Les "digital natives", menace ou opportunité ?
Par Jean-Michel Salaun le dimanche 07 mars 2010, 07:24 - Cours - Lien permanent
Ce billet a été rédigé par Iris Buunk dans le cadre du cours SCI6355 sur l'économie du document de la maîtrise en sciences de l'information de l'EBSI.
Imaginons le scénario catastrophe. Nous sommes en 2030, et les bibliothèques ferment les unes après les autres. Les jeunes générations ont délaissé ces institutions qu'ils considèrent trop éloignées de leurs intérêts et de leurs besoins. Les derniers usagers qui restent encore fidèles à ces anciens temples du savoir, sont les personnes âgées de la 3e génération, beaucoup plus nombreuses aujourd'hui comme l'avaient prédit les statistiques des années 2000. Les gouvernements devant continuer à faire face aux conséquences économiques des crises financières antécédentes, décident de ne plus subventionner les bibliothèques, trop coûteuses, estimant que les animations culturelles peuvent très bien être prises en charge par les maisons pour personnes âgées. Quant aux jeunes, ils se retrouvent entre eux, à la maison, à l'école ou dehors, puisqu'ils savent facilement accéder à toute l'information dont ils ont besoin, sans aucune contrainte, et sans aucune aide.

Consigne: Retranscrivez mot pour mot le passage du billet sur les digital natives, de « Par Jean-Michel Salaun » à « l'information de l'EBSI. ».

Jeu de données:
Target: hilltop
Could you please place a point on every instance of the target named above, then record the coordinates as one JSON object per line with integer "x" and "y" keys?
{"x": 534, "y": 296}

Réponse:
Par Jean-Michel Salaun le dimanche 07 mars 2010, 07:24 - Cours - Lien permanent
Ce billet a été rédigé par Iris Buunk dans le cadre du cours SCI6355 sur l'économie du document de la maîtrise en sciences de l'information de l'EBSI.